EXTRACTED TEXT:
-- start --

Following the complicated contract dispute with Feyenoord, he was signed by Celtic manager Wim Jansen in July 1997 for a fee of £650,000. For many a funny looking character with his blonde dreadlocks, many didn't know what to expect from him. Granted he had a good World Cup in 1994, but a price tag of £650k plus didn't seem to signal for many that we had bought a world beater (it's amazing how things turn out sometimes).

So was our legendary player to start with a bang? Yes, but not exactly how it was meant to be written. In his debut, a bad pass to Chick Charnley (an opposition player) allowed him to score a scorcher against us which allowed him to live off that goal forever more in his dinner speeches! He didn't fare much better in his first European game, scoring an own goal, although Celtic did run out 6-2 winners.

In any case, this was the least of his problems with Larsson's first season being what was expected to be the lowest ever for the club, with the Huns favourites to win "Ten in a row" (league titles). They didn't, and Larsson played a strong part in our own "1 in a row". A makeshift squad, having lost many of our best players (the three amigos and McStay), battled their way to the title. Larsson struck up a good partnership with his fellow strikers, scoring 19 goals himself, a magnificent return. Larsson recognised this league title as one of the highlights of his Celtic career.

Problem was that Wim Jansen was the man who brought him to Parkhead, stating Larsson as "The best signing I ever made", but due to internal politics Jansen departed from Celtic at the end of the season (or was in any case about to be sacked depending on whose story you want to believe). Many believed that Larsson would leave with him but he didn't thankfully although things weren't to become any easier.

-- end --

RECORDED INFORMATION:
-- start --

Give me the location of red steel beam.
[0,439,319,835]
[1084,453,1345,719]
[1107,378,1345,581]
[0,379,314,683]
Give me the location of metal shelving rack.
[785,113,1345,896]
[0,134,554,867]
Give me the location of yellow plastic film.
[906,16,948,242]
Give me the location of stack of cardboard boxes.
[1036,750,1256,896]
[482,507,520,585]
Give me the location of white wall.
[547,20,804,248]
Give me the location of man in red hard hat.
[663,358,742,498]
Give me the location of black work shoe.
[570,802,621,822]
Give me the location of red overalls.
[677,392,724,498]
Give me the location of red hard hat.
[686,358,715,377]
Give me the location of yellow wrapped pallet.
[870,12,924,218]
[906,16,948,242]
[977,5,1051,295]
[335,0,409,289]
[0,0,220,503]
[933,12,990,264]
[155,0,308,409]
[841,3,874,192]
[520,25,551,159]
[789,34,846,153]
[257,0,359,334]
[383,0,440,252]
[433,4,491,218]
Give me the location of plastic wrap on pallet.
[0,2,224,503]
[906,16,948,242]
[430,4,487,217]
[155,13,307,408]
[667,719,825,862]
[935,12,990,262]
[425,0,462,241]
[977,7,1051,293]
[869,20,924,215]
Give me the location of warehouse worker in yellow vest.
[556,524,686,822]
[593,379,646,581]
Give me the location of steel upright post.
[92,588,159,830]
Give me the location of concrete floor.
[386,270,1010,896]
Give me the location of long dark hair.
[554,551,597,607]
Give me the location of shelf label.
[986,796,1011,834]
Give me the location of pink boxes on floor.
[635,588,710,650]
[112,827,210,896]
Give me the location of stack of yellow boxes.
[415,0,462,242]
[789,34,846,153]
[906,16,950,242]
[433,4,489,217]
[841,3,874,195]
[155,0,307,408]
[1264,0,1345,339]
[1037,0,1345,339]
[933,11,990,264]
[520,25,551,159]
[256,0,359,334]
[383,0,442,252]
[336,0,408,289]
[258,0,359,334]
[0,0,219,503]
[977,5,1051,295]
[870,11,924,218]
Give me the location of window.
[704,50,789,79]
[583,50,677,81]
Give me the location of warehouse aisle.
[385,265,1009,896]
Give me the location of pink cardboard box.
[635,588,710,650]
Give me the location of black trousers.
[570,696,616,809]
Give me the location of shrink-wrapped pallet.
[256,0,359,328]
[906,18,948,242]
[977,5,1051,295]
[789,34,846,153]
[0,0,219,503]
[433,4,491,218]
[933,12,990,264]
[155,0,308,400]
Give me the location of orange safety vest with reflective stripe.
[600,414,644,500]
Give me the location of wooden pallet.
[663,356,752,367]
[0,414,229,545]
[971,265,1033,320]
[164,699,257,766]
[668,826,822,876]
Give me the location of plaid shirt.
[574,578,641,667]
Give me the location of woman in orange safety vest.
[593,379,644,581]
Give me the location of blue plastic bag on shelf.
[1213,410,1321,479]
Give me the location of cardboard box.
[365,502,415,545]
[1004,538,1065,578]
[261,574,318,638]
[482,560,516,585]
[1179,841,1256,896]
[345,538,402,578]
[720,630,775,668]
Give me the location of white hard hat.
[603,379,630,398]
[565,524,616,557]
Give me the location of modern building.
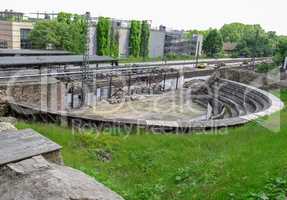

-- end --

TO BE DONE:
1. Answer these from the Larsson text:
(a) What fee did Celtic pay to sign him?
(b) Which opposition player scored after Larsson's bad pass in his debut?
(c) How many goals did Larsson score in his first season?
2. Write out the Larsson text between "So was our legendary" and "out 6-2 winners.", inclusive.

TASK SOLUTIONS:
1.
(a) £650,000
(b) Chick Charnley
(c) 19

2.
So was our legendary player to start with a bang? Yes, but not exactly how it was meant to be written. In his debut, a bad pass to Chick Charnley (an opposition player) allowed him to score a scorcher against us which allowed him to live off that goal forever more in his dinner speeches! He didn't fare much better in his first European game, scoring an own goal, although Celtic did run out 6-2 winners.